Pull out every line of the listing below that contains the word "quokka". Case counts.

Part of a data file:
'''
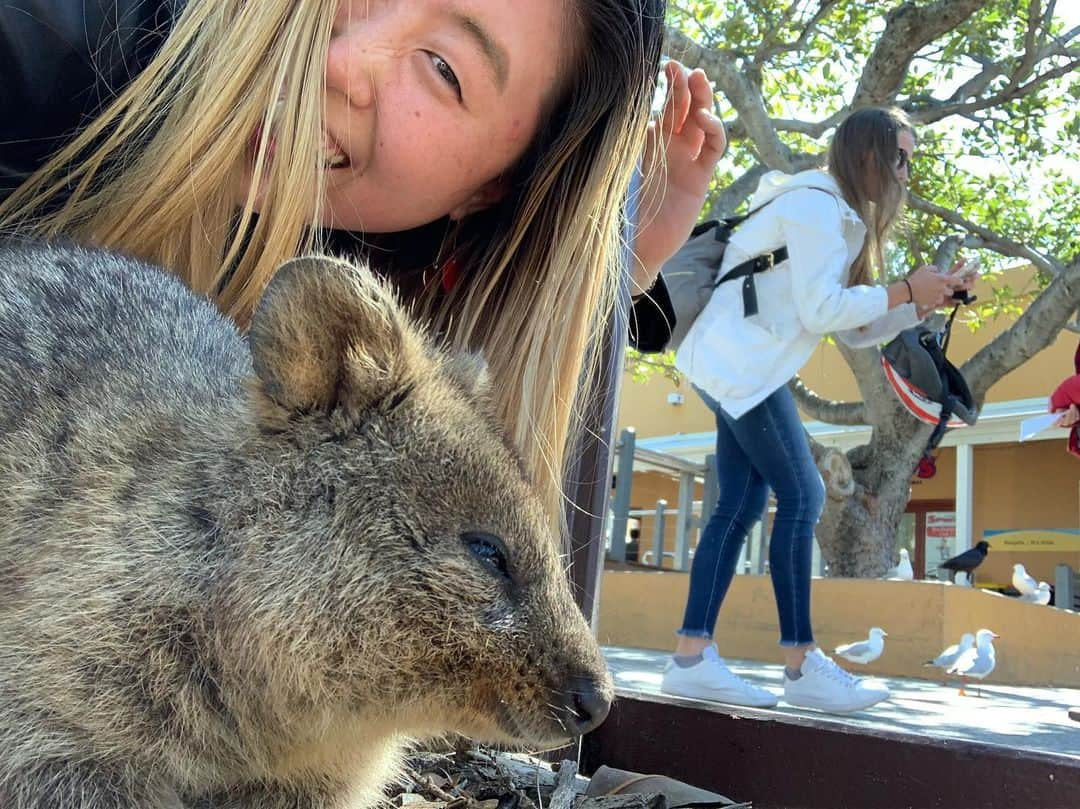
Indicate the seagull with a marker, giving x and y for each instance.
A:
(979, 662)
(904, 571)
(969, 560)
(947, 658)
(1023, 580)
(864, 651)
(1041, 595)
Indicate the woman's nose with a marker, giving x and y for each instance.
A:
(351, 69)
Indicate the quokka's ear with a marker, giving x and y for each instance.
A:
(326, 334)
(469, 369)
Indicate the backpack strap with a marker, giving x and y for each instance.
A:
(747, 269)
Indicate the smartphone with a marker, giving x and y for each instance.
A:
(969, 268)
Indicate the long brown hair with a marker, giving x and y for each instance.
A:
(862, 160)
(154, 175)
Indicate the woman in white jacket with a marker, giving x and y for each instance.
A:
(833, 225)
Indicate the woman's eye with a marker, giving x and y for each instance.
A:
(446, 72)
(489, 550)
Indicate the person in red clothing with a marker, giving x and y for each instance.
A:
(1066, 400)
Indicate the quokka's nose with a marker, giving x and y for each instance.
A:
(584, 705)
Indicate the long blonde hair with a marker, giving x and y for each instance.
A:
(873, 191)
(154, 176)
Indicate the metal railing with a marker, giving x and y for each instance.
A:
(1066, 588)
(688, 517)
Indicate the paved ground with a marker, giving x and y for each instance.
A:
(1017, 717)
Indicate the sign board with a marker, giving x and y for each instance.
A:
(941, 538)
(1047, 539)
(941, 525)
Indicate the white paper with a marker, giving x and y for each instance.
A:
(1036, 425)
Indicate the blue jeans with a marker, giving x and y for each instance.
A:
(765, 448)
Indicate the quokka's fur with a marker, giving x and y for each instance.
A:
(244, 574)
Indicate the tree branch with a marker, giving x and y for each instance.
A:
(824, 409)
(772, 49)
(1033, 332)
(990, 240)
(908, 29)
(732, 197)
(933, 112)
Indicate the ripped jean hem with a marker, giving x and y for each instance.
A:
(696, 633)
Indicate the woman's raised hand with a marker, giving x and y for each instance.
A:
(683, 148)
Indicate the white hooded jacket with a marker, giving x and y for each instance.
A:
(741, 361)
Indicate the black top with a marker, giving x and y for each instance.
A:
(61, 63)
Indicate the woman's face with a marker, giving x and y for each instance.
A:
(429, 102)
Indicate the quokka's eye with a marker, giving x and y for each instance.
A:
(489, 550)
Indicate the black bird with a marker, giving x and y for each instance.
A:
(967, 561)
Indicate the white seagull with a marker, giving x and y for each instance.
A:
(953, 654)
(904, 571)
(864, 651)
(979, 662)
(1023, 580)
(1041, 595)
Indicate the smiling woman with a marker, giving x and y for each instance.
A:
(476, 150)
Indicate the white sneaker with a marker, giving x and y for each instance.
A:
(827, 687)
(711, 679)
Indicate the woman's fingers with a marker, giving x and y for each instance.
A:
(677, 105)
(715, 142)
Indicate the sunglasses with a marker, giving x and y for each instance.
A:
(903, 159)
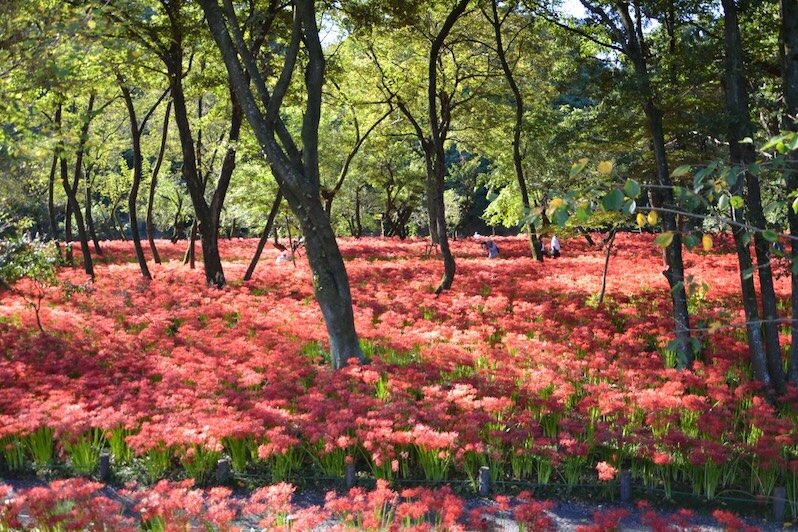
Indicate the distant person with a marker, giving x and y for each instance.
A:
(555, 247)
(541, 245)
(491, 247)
'''
'''
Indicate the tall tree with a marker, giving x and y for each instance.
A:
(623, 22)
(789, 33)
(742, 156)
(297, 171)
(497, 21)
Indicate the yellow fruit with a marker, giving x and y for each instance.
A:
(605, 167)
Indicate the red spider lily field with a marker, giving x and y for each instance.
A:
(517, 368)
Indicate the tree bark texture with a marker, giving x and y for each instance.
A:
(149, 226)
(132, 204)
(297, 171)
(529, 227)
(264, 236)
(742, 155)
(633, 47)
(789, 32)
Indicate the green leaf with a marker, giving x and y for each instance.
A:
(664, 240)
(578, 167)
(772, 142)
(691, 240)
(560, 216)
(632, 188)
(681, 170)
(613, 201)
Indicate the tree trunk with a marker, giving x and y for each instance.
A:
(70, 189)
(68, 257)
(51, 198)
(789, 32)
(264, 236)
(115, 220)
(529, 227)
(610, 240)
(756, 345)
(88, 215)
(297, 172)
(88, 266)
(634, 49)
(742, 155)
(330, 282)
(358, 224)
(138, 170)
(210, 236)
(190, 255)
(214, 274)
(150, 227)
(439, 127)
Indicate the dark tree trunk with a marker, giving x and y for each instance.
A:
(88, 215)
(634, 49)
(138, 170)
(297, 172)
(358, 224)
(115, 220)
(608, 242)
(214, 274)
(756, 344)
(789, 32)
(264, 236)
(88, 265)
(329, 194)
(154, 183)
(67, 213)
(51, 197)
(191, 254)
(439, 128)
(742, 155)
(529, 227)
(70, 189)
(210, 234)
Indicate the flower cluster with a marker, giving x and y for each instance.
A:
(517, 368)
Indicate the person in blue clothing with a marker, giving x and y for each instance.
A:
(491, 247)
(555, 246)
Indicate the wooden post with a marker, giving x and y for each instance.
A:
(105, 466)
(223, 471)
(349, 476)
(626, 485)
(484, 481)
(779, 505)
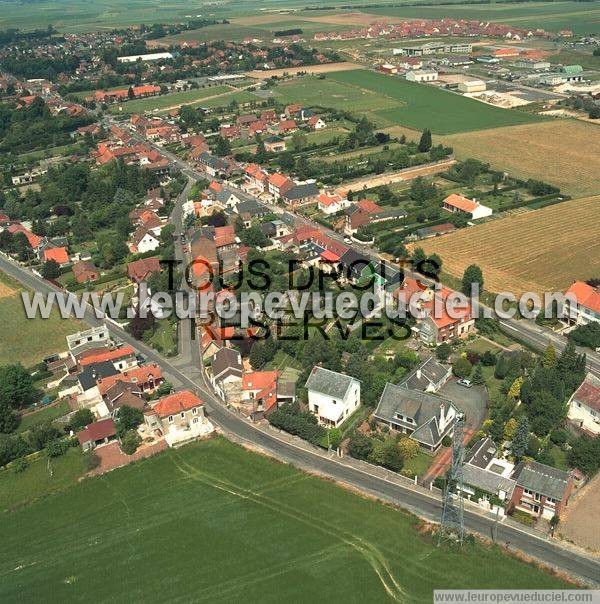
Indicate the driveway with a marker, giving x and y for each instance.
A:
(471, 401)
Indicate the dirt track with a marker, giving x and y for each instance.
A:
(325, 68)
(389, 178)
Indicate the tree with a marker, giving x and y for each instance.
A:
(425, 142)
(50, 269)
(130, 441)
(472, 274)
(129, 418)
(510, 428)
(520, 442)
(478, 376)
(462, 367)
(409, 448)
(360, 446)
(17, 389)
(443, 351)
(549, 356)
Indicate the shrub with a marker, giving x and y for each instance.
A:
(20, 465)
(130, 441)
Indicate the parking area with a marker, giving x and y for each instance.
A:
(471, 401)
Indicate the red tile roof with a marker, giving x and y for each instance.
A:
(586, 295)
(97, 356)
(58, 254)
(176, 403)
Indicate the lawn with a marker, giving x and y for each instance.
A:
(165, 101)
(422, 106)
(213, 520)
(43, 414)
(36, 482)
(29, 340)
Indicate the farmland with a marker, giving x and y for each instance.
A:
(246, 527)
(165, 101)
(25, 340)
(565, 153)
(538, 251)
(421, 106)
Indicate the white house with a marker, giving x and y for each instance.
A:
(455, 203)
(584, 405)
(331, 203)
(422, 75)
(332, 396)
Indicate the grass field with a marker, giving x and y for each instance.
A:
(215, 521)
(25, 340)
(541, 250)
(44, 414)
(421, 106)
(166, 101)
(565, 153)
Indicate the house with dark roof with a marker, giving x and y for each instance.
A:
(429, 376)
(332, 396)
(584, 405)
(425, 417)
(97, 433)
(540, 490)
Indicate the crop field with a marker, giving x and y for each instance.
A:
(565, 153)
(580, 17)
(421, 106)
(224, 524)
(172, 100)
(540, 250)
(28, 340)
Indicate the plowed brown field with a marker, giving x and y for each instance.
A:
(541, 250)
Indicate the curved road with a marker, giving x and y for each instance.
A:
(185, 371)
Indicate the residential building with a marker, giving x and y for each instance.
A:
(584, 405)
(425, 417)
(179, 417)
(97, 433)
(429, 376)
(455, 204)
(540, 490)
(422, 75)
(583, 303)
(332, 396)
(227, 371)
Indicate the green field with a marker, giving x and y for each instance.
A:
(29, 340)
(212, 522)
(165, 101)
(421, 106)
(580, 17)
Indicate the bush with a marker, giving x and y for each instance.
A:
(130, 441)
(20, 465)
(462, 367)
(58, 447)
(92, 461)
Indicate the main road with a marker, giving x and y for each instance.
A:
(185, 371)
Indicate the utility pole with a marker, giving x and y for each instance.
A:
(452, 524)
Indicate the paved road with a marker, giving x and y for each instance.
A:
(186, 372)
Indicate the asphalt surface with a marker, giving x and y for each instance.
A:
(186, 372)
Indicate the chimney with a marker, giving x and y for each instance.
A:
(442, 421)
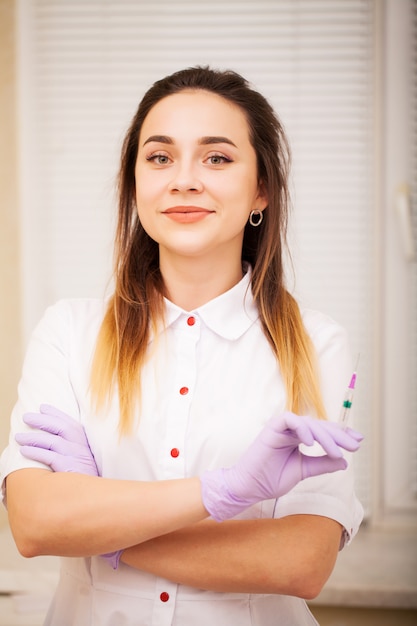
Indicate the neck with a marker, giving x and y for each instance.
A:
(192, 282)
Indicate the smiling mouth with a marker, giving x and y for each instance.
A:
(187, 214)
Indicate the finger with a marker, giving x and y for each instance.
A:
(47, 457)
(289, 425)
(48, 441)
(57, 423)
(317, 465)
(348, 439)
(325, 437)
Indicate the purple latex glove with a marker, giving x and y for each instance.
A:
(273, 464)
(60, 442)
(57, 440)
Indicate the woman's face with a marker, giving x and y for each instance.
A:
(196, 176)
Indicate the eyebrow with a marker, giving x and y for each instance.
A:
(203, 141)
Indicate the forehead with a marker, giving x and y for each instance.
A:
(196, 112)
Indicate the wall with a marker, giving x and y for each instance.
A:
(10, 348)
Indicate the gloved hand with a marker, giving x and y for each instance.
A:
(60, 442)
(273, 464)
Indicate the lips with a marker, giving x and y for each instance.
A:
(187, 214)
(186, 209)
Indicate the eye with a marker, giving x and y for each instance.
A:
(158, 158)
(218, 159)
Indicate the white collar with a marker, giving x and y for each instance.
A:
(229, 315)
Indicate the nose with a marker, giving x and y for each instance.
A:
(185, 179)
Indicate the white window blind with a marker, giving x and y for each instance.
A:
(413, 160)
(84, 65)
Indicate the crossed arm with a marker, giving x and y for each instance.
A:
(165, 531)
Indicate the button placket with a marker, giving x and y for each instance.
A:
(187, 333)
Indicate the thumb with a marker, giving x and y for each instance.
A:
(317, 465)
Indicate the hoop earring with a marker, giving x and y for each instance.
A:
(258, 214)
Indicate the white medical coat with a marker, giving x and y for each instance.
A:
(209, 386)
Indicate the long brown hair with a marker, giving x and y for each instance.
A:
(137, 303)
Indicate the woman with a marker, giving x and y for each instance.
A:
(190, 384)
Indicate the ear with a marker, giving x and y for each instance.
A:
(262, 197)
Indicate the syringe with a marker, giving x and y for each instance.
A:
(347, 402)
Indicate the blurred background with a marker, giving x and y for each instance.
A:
'''
» Answer:
Indicate the quokka's ear with a marker, giving x and y for each instance.
Indicate the quokka's nose with a marker, giving x and y for each instance.
Indicate the quokka's fur with a marker, giving x and y for each instance.
Indicate the quokka's eye with a marker, giving x and y for each instance.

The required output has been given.